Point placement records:
┌────────
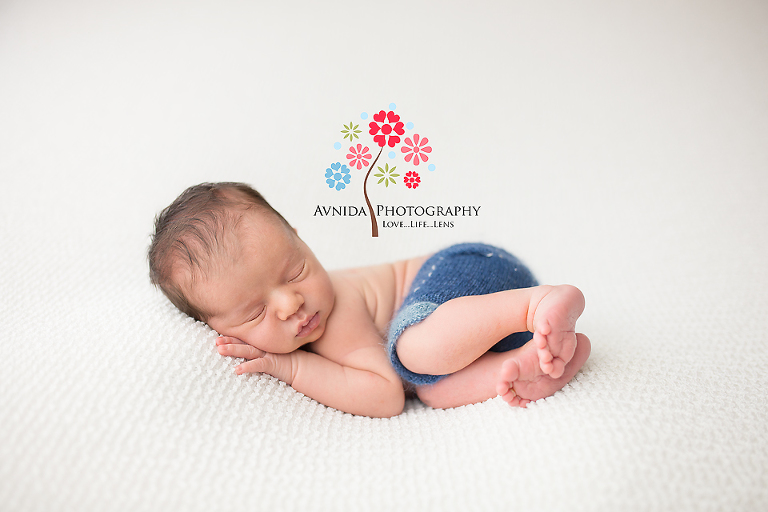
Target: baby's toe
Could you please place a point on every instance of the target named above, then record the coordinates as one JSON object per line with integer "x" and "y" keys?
{"x": 558, "y": 368}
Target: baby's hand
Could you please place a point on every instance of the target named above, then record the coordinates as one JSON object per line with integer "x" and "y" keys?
{"x": 257, "y": 361}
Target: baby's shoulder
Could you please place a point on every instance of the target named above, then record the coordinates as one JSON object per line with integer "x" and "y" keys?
{"x": 380, "y": 287}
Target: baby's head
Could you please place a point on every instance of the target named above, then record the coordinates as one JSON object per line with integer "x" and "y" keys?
{"x": 197, "y": 236}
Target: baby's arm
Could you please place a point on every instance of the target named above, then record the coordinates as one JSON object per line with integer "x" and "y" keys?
{"x": 362, "y": 382}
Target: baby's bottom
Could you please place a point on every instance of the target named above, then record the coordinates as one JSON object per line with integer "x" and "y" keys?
{"x": 458, "y": 271}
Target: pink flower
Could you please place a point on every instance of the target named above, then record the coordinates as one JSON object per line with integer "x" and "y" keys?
{"x": 416, "y": 149}
{"x": 383, "y": 126}
{"x": 412, "y": 179}
{"x": 358, "y": 156}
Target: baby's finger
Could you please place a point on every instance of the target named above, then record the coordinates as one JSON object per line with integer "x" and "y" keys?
{"x": 224, "y": 340}
{"x": 238, "y": 350}
{"x": 259, "y": 365}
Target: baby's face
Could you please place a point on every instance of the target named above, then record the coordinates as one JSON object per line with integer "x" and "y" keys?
{"x": 275, "y": 296}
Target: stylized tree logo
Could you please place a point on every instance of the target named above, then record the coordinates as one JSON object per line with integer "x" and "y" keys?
{"x": 387, "y": 130}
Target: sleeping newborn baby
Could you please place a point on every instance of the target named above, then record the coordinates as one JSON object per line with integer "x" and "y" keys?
{"x": 456, "y": 327}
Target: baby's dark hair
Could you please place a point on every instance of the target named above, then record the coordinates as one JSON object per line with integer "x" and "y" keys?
{"x": 191, "y": 230}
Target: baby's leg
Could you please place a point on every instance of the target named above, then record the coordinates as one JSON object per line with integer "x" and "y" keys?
{"x": 515, "y": 375}
{"x": 461, "y": 330}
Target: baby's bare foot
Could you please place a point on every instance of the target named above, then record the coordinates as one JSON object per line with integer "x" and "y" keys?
{"x": 554, "y": 328}
{"x": 521, "y": 380}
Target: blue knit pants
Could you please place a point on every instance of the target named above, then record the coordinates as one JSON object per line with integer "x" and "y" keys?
{"x": 458, "y": 271}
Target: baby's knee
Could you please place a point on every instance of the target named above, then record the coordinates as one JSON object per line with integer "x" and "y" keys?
{"x": 429, "y": 394}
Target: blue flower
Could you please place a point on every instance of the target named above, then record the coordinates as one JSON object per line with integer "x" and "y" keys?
{"x": 337, "y": 176}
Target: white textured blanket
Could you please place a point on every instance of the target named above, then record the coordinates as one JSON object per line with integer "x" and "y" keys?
{"x": 620, "y": 147}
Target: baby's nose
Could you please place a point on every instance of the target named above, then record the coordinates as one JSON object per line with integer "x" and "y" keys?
{"x": 290, "y": 302}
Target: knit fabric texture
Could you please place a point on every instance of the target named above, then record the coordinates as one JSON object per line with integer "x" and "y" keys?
{"x": 457, "y": 271}
{"x": 616, "y": 146}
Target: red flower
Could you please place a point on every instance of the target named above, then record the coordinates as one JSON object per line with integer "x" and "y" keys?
{"x": 412, "y": 179}
{"x": 357, "y": 156}
{"x": 416, "y": 149}
{"x": 390, "y": 122}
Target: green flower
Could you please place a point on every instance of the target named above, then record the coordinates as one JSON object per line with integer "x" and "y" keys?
{"x": 351, "y": 131}
{"x": 387, "y": 175}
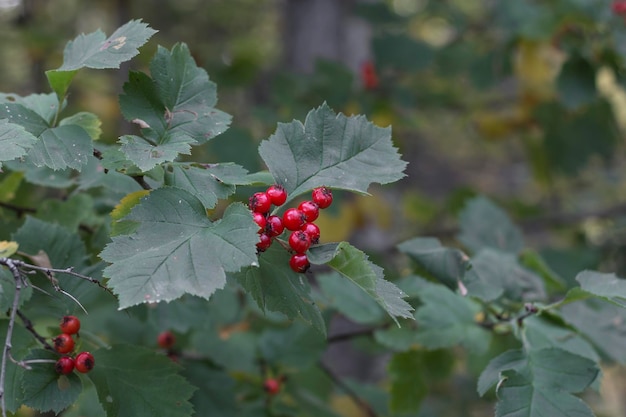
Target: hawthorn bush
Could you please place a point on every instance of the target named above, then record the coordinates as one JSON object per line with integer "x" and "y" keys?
{"x": 180, "y": 312}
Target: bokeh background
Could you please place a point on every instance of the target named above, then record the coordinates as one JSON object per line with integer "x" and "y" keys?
{"x": 521, "y": 101}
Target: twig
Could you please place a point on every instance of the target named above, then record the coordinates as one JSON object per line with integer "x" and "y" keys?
{"x": 29, "y": 326}
{"x": 349, "y": 391}
{"x": 6, "y": 352}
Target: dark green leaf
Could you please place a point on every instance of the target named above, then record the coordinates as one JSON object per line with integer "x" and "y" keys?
{"x": 409, "y": 385}
{"x": 15, "y": 141}
{"x": 147, "y": 155}
{"x": 134, "y": 381}
{"x": 177, "y": 249}
{"x": 485, "y": 225}
{"x": 446, "y": 319}
{"x": 275, "y": 287}
{"x": 354, "y": 265}
{"x": 331, "y": 150}
{"x": 62, "y": 147}
{"x": 44, "y": 388}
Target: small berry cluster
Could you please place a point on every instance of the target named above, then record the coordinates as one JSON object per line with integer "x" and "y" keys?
{"x": 64, "y": 343}
{"x": 299, "y": 221}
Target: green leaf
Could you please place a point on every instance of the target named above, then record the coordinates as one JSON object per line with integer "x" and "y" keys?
{"x": 88, "y": 121}
{"x": 179, "y": 98}
{"x": 501, "y": 271}
{"x": 94, "y": 50}
{"x": 177, "y": 249}
{"x": 354, "y": 265}
{"x": 349, "y": 300}
{"x": 409, "y": 385}
{"x": 448, "y": 265}
{"x": 208, "y": 182}
{"x": 62, "y": 147}
{"x": 331, "y": 150}
{"x": 539, "y": 383}
{"x": 15, "y": 141}
{"x": 296, "y": 347}
{"x": 576, "y": 83}
{"x": 485, "y": 225}
{"x": 147, "y": 155}
{"x": 130, "y": 382}
{"x": 446, "y": 319}
{"x": 44, "y": 388}
{"x": 609, "y": 287}
{"x": 275, "y": 287}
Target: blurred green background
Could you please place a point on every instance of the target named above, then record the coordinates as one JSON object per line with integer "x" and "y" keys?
{"x": 522, "y": 101}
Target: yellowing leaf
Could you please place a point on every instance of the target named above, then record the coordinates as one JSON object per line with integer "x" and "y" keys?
{"x": 7, "y": 248}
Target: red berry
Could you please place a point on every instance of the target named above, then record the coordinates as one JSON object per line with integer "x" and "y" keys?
{"x": 299, "y": 263}
{"x": 84, "y": 362}
{"x": 260, "y": 220}
{"x": 310, "y": 210}
{"x": 259, "y": 203}
{"x": 63, "y": 343}
{"x": 271, "y": 386}
{"x": 277, "y": 194}
{"x": 166, "y": 339}
{"x": 313, "y": 231}
{"x": 322, "y": 196}
{"x": 70, "y": 324}
{"x": 64, "y": 365}
{"x": 293, "y": 219}
{"x": 299, "y": 241}
{"x": 274, "y": 226}
{"x": 265, "y": 241}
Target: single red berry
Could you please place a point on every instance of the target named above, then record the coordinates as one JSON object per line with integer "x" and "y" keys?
{"x": 70, "y": 324}
{"x": 63, "y": 343}
{"x": 322, "y": 196}
{"x": 65, "y": 365}
{"x": 265, "y": 241}
{"x": 299, "y": 241}
{"x": 619, "y": 7}
{"x": 84, "y": 362}
{"x": 277, "y": 194}
{"x": 310, "y": 210}
{"x": 274, "y": 226}
{"x": 259, "y": 203}
{"x": 166, "y": 339}
{"x": 299, "y": 263}
{"x": 260, "y": 219}
{"x": 313, "y": 231}
{"x": 293, "y": 219}
{"x": 271, "y": 386}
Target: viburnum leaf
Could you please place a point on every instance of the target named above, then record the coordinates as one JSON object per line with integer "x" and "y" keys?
{"x": 147, "y": 155}
{"x": 354, "y": 265}
{"x": 62, "y": 147}
{"x": 331, "y": 150}
{"x": 44, "y": 388}
{"x": 208, "y": 182}
{"x": 446, "y": 319}
{"x": 179, "y": 98}
{"x": 485, "y": 225}
{"x": 176, "y": 249}
{"x": 539, "y": 383}
{"x": 130, "y": 382}
{"x": 275, "y": 287}
{"x": 15, "y": 141}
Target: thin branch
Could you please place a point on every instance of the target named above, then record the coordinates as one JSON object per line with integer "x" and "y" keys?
{"x": 349, "y": 391}
{"x": 6, "y": 351}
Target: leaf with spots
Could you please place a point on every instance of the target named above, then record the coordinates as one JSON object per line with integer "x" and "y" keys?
{"x": 177, "y": 249}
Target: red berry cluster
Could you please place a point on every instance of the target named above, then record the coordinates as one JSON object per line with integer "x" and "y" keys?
{"x": 619, "y": 7}
{"x": 64, "y": 343}
{"x": 299, "y": 221}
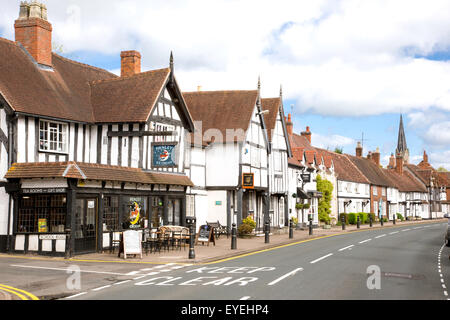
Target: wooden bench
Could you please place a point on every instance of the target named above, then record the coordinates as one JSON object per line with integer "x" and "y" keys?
{"x": 218, "y": 228}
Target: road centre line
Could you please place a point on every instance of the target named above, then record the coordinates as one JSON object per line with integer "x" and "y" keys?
{"x": 321, "y": 258}
{"x": 285, "y": 276}
{"x": 342, "y": 249}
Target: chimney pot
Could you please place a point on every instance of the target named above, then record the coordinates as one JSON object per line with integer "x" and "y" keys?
{"x": 130, "y": 63}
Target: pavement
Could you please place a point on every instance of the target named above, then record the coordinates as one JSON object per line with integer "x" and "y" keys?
{"x": 47, "y": 277}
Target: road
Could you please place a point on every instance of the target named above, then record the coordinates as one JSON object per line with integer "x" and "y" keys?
{"x": 401, "y": 263}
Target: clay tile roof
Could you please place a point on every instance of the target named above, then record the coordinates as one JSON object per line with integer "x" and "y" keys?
{"x": 371, "y": 171}
{"x": 345, "y": 169}
{"x": 63, "y": 93}
{"x": 273, "y": 105}
{"x": 127, "y": 99}
{"x": 91, "y": 171}
{"x": 405, "y": 182}
{"x": 219, "y": 111}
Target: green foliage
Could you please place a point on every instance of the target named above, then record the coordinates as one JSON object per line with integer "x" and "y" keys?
{"x": 249, "y": 221}
{"x": 326, "y": 187}
{"x": 245, "y": 229}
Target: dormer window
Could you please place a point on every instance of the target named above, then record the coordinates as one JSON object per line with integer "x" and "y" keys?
{"x": 53, "y": 136}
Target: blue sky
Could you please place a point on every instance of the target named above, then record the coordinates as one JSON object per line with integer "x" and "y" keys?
{"x": 346, "y": 66}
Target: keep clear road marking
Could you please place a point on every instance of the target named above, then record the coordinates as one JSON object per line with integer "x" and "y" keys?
{"x": 321, "y": 258}
{"x": 285, "y": 276}
{"x": 342, "y": 249}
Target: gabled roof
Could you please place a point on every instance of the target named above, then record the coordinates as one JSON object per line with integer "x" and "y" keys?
{"x": 345, "y": 169}
{"x": 371, "y": 171}
{"x": 92, "y": 171}
{"x": 77, "y": 92}
{"x": 404, "y": 182}
{"x": 221, "y": 112}
{"x": 63, "y": 93}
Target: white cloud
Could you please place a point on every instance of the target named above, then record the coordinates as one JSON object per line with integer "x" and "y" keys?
{"x": 344, "y": 57}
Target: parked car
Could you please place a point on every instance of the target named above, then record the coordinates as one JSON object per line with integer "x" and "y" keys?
{"x": 447, "y": 233}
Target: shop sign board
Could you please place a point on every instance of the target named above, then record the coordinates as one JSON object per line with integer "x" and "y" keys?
{"x": 44, "y": 190}
{"x": 248, "y": 181}
{"x": 132, "y": 243}
{"x": 164, "y": 155}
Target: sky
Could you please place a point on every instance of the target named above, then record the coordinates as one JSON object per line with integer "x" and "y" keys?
{"x": 347, "y": 68}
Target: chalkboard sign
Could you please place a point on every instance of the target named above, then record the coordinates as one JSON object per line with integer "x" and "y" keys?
{"x": 132, "y": 243}
{"x": 205, "y": 234}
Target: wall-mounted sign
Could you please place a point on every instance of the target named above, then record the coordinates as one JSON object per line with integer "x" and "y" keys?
{"x": 248, "y": 181}
{"x": 42, "y": 225}
{"x": 44, "y": 190}
{"x": 164, "y": 155}
{"x": 306, "y": 177}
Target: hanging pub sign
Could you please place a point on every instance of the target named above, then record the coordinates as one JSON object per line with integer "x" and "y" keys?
{"x": 164, "y": 154}
{"x": 248, "y": 181}
{"x": 306, "y": 177}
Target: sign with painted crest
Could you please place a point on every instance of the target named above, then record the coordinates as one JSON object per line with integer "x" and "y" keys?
{"x": 164, "y": 154}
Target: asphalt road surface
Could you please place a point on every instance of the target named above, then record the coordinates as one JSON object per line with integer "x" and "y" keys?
{"x": 401, "y": 263}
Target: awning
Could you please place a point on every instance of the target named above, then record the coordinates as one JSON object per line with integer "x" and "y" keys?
{"x": 92, "y": 171}
{"x": 302, "y": 194}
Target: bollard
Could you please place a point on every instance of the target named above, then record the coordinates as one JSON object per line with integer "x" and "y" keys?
{"x": 291, "y": 230}
{"x": 233, "y": 236}
{"x": 191, "y": 242}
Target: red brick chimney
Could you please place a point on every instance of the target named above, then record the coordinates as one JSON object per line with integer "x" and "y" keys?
{"x": 359, "y": 150}
{"x": 34, "y": 32}
{"x": 289, "y": 125}
{"x": 307, "y": 134}
{"x": 399, "y": 163}
{"x": 130, "y": 63}
{"x": 376, "y": 157}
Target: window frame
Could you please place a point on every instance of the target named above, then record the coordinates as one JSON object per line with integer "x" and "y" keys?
{"x": 65, "y": 135}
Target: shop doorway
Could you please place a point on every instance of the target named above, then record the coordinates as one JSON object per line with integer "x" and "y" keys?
{"x": 86, "y": 225}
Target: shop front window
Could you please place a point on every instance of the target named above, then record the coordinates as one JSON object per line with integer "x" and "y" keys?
{"x": 111, "y": 213}
{"x": 42, "y": 213}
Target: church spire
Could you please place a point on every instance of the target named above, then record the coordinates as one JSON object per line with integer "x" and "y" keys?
{"x": 401, "y": 143}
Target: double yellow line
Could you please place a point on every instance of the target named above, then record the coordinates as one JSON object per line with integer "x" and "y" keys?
{"x": 22, "y": 294}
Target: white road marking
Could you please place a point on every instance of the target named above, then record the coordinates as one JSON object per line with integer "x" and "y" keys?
{"x": 101, "y": 288}
{"x": 76, "y": 295}
{"x": 285, "y": 276}
{"x": 321, "y": 258}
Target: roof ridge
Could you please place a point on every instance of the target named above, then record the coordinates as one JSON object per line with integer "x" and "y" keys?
{"x": 82, "y": 64}
{"x": 138, "y": 75}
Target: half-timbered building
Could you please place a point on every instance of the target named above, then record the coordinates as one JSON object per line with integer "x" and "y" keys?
{"x": 84, "y": 149}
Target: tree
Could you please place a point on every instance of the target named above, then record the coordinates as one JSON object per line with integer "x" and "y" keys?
{"x": 326, "y": 187}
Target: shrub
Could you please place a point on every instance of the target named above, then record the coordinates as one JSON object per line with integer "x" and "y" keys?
{"x": 352, "y": 218}
{"x": 249, "y": 221}
{"x": 244, "y": 229}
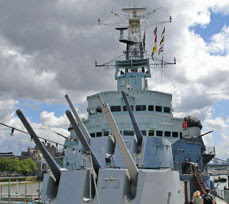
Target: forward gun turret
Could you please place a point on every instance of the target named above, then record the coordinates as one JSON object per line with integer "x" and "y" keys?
{"x": 56, "y": 170}
{"x": 84, "y": 141}
{"x": 130, "y": 164}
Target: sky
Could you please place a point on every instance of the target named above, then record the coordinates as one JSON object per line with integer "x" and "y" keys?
{"x": 48, "y": 49}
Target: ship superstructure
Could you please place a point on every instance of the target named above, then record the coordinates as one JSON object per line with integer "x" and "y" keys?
{"x": 130, "y": 149}
{"x": 152, "y": 109}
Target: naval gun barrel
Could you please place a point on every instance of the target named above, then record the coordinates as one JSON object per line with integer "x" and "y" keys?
{"x": 81, "y": 125}
{"x": 131, "y": 166}
{"x": 83, "y": 141}
{"x": 47, "y": 156}
{"x": 134, "y": 122}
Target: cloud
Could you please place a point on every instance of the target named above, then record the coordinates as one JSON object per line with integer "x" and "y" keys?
{"x": 49, "y": 119}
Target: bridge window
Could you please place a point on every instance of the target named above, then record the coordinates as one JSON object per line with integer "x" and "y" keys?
{"x": 99, "y": 134}
{"x": 159, "y": 133}
{"x": 175, "y": 134}
{"x": 150, "y": 108}
{"x": 151, "y": 132}
{"x": 158, "y": 108}
{"x": 92, "y": 134}
{"x": 166, "y": 109}
{"x": 99, "y": 109}
{"x": 125, "y": 109}
{"x": 167, "y": 134}
{"x": 143, "y": 132}
{"x": 115, "y": 108}
{"x": 128, "y": 132}
{"x": 141, "y": 108}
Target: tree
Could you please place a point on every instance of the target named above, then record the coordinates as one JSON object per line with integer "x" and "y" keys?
{"x": 27, "y": 166}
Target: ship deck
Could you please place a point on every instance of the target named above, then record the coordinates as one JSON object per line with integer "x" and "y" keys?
{"x": 220, "y": 201}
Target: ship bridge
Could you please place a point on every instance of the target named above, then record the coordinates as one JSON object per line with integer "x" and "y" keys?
{"x": 132, "y": 74}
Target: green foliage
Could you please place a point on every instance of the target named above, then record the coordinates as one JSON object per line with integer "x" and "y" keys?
{"x": 26, "y": 166}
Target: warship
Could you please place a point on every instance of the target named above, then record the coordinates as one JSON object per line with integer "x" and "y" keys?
{"x": 130, "y": 149}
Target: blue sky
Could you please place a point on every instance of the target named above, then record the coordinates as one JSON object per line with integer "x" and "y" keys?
{"x": 32, "y": 109}
{"x": 217, "y": 21}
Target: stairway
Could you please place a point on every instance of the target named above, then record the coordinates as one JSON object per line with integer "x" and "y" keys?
{"x": 200, "y": 182}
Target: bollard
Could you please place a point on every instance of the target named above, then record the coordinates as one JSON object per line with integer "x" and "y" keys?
{"x": 16, "y": 187}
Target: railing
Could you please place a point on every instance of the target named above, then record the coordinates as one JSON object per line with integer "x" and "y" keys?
{"x": 223, "y": 194}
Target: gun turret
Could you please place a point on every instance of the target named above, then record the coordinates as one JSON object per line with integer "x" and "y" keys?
{"x": 137, "y": 131}
{"x": 47, "y": 156}
{"x": 83, "y": 141}
{"x": 81, "y": 125}
{"x": 131, "y": 166}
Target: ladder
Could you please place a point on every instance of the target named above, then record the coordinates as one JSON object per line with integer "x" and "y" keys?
{"x": 200, "y": 182}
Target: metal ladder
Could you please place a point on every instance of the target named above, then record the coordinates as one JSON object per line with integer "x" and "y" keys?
{"x": 199, "y": 180}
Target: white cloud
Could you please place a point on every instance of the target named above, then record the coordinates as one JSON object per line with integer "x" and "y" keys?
{"x": 49, "y": 119}
{"x": 220, "y": 42}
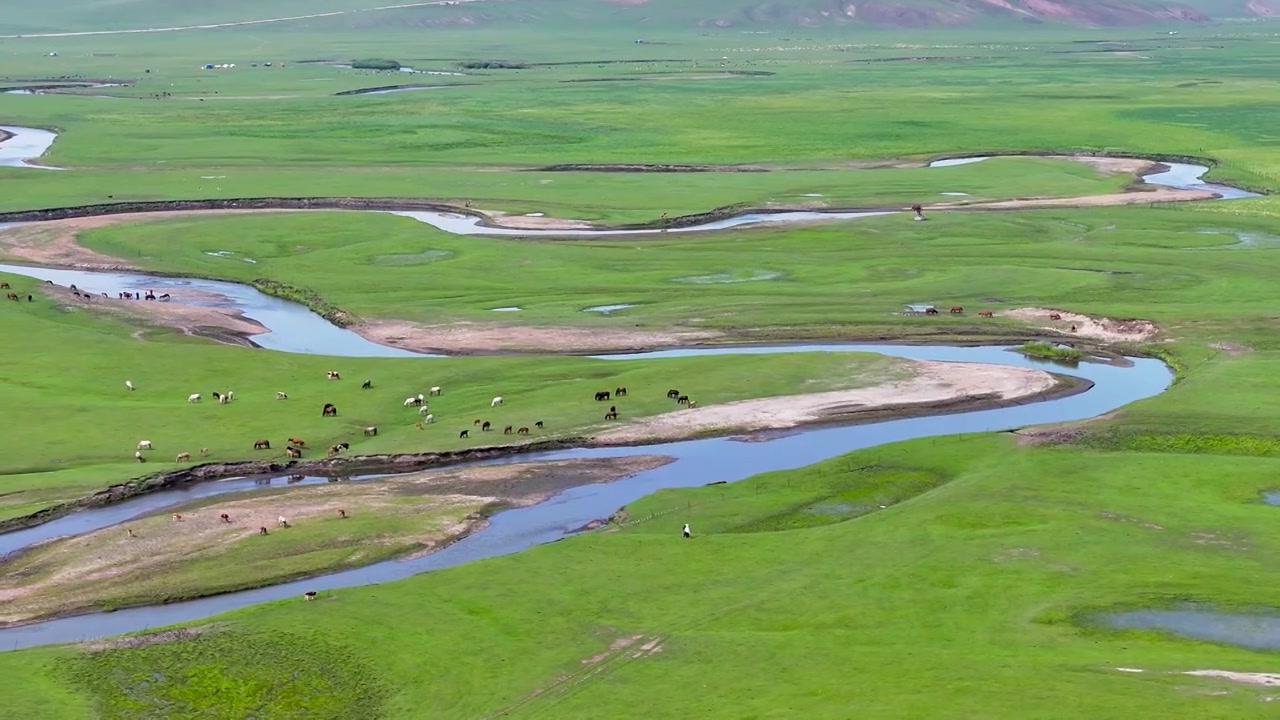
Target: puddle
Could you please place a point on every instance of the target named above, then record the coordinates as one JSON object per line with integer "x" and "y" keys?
{"x": 727, "y": 278}
{"x": 1244, "y": 240}
{"x": 954, "y": 162}
{"x": 229, "y": 255}
{"x": 414, "y": 259}
{"x": 608, "y": 309}
{"x": 1255, "y": 632}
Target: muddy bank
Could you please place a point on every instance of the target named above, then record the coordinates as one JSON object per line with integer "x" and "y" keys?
{"x": 488, "y": 338}
{"x": 154, "y": 559}
{"x": 932, "y": 388}
{"x": 330, "y": 466}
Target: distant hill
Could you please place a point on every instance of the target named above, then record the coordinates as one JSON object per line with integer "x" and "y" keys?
{"x": 90, "y": 16}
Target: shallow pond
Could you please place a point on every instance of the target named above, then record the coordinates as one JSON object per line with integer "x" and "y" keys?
{"x": 1255, "y": 632}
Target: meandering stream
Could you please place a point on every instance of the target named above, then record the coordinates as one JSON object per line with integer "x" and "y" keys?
{"x": 293, "y": 328}
{"x": 696, "y": 463}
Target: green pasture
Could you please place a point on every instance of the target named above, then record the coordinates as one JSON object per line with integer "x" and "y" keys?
{"x": 1179, "y": 265}
{"x": 968, "y": 595}
{"x": 960, "y": 598}
{"x": 64, "y": 459}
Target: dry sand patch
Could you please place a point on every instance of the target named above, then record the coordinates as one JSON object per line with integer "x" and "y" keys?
{"x": 932, "y": 383}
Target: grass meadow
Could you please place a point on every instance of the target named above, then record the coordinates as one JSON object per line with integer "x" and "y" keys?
{"x": 969, "y": 595}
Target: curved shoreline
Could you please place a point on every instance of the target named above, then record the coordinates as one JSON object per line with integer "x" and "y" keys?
{"x": 696, "y": 463}
{"x": 1065, "y": 386}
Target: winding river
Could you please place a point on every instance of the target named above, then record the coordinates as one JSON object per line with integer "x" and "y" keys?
└────────
**Your task**
Transcribe, word for word, every line from the one containing "Target: muddy bank" through the final line of the entries, and nothing else.

**Result**
Target: muddy bank
Could you please place a point on every instance of the target named above, then record the coordinates as one JSON object per line with integer "x" and "y" keys?
{"x": 488, "y": 338}
{"x": 154, "y": 559}
{"x": 932, "y": 388}
{"x": 330, "y": 466}
Target: distant hill
Could you please place a point on every instance of the target named above, then record the coordinates as one JSON object per line with integer "x" and "y" keys?
{"x": 90, "y": 16}
Target: shallow pond
Could you please place a point on every instance of the target named above, then record the coordinates as one JSON object per line with integer "x" and "y" keys?
{"x": 1255, "y": 632}
Target: meandering stream
Could you please place a point on every instance of the target named above, then record the coordinates as one JSON object per line with integer "x" and "y" keys?
{"x": 293, "y": 328}
{"x": 696, "y": 463}
Target: green pasture
Could you please place a point on every instance of the target named above, then record the coordinates as one JSON object per line with integer "x" and "y" keys?
{"x": 1179, "y": 265}
{"x": 968, "y": 595}
{"x": 960, "y": 598}
{"x": 64, "y": 459}
Target: dry sand patch
Could you please place a point on every instance of the target named above, then record the coordinates as one JSON object per line with integer "x" and "y" keys?
{"x": 932, "y": 383}
Target: grass meadow
Could you please place a point on every instance of the target named above, then record the coordinates as one JSON object per line with integer "x" and "y" keys?
{"x": 969, "y": 595}
Target: curved shoreline
Could you please place a point on every instance of the target named above, then record the coordinates as one JSON object per line with integer "x" and "y" keys?
{"x": 696, "y": 463}
{"x": 1065, "y": 386}
Target: winding river
Could you please place a point on every instance of the target named above, then record the coordinates as one JSON object per line with integer "x" and "y" keys?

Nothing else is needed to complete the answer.